◆ **提供文本**
1999年7月20日,中國江氏政府宣布取締法輪功。我不理解,這麼好的功法為甚麼要取締呢?2000年2月,我寫了一封上訪信到北京去證實法輪大法好。沒想到,我到了北京就被武警抓住送到分局,分局叫當地派出所把我接回來送進拘留所。蓬萊公安姓曲的人提審我,問我甚麼文化程度,我說是小學文化。他一看信的內容就說:這不是你寫的,小學文化寫不出來,是誰教你的。我說誰也沒教,就是我寫的。他不相信,就打了我幾耳光。他的手打痛了,就拿起我的左手打我的左臉,又拿起我的右手打我的右臉;後來,又用一尺多長、一寸半多寬的木板輪流打我的左右手;然後,用拳頭往我胸口上打;另一個人又踢我幾腳。我沒有恨他們,我想他們還不明白真象才這樣做。我說:那是我寫的,不信你拿筆來我寫給你們看看。他們拿筆和紙來我就寫,一張信紙寫了一半他們拿去看,又要我往下寫,我又寫了一會,他們看看說不用寫了,把我送回拘留所。
我在拘留所裏煉功被武警看見,就推了我一個跟頭,問我幹甚麼,我說我要煉功。他說誰叫你煉的,我說我自己要煉的,鍛煉身體多好。「大法不離身,心存真善忍;世間大羅漢,神鬼懼十分。」(《威德》)我背了一段法,他抽起一條毛巾當鞭子就抽我。我說:你先別打,我功還沒煉完呢。他氣得把我的腿扒拉下來走了,不管怎樣我還是把功煉完了。在拘留所裏,有的功友記不住法,我就把我記住的法寫給她們看。有一次被一個姓聶的幹警發現奪去了狠狠地打了我一個耳光。58歲的功友張健榮學法時,被女幹警發現,女幹警罵罵咧咧奪去,用畫報往她臉上打。半個月的拘留期到了,丈夫來交上235元錢帶我回家。
6、7月份的一天,我正在地裏幹活,鄉派出所來我村通知,馬上拉我們法輪功學員到鄉里開會,學習學習就回來。晚上10點多鐘開完會,還不讓我們回家,把我們十多個人關在一所學校裏。蚊子很多,同修們有的睡在小木凳上,有的趴在桌子上,我躺在水泥地上,睡不著時就打坐。第二天,鄉派出所的人問我們還煉不煉,我們說煉,就把我和劉常美又送到拘留所。在拘留所裏,我和功友背法煉功,惡警決定給我加七天的拘留期,給另外我村的兩位功友加5天。他們沒有嚇住我,我還是繼續領大家學法煉功,惡警把我送進了看守所。

◆ **記錄資料**
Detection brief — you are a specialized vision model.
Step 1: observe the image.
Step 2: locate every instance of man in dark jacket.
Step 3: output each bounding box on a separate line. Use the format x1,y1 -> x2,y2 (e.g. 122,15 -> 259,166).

◆ **任務目標 1**
請列出提供文本中所有以姓名或姓氏指稱的個人。
◆ **任務目標 2**
根據提供文本,拘留期滿時丈夫交了多少錢把敘述者帶回家?
◆ **任務目標 3**
照錄提供文本中從「1999年7月20日,中國江」起、一直到「夫來交上235元錢帶我回家。」為止的段落。

◆ **正確答案 1**
姓曲的蓬萊公安、姓聶的幹警、張健榮、劉常美

◆ **正確答案 2**
235元。

◆ **正確答案 3**
1999年7月20日,中國江氏政府宣布取締法輪功。我不理解,這麼好的功法為甚麼要取締呢?2000年2月,我寫了一封上訪信到北京去證實法輪大法好。沒想到,我到了北京就被武警抓住送到分局,分局叫當地派出所把我接回來送進拘留所。蓬萊公安姓曲的人提審我,問我甚麼文化程度,我說是小學文化。他一看信的內容就說:這不是你寫的,小學文化寫不出來,是誰教你的。我說誰也沒教,就是我寫的。他不相信,就打了我幾耳光。他的手打痛了,就拿起我的左手打我的左臉,又拿起我的右手打我的右臉;後來,又用一尺多長、一寸半多寬的木板輪流打我的左右手;然後,用拳頭往我胸口上打;另一個人又踢我幾腳。我沒有恨他們,我想他們還不明白真象才這樣做。我說:那是我寫的,不信你拿筆來我寫給你們看看。他們拿筆和紙來我就寫,一張信紙寫了一半他們拿去看,又要我往下寫,我又寫了一會,他們看看說不用寫了,把我送回拘留所。
我在拘留所裏煉功被武警看見,就推了我一個跟頭,問我幹甚麼,我說我要煉功。他說誰叫你煉的,我說我自己要煉的,鍛煉身體多好。「大法不離身,心存真善忍;世間大羅漢,神鬼懼十分。」(《威德》)我背了一段法,他抽起一條毛巾當鞭子就抽我。我說:你先別打,我功還沒煉完呢。他氣得把我的腿扒拉下來走了,不管怎樣我還是把功煉完了。在拘留所裏,有的功友記不住法,我就把我記住的法寫給她們看。有一次被一個姓聶的幹警發現奪去了狠狠地打了我一個耳光。58歲的功友張健榮學法時,被女幹警發現,女幹警罵罵咧咧奪去,用畫報往她臉上打。半個月的拘留期到了,丈夫來交上235元錢帶我回家。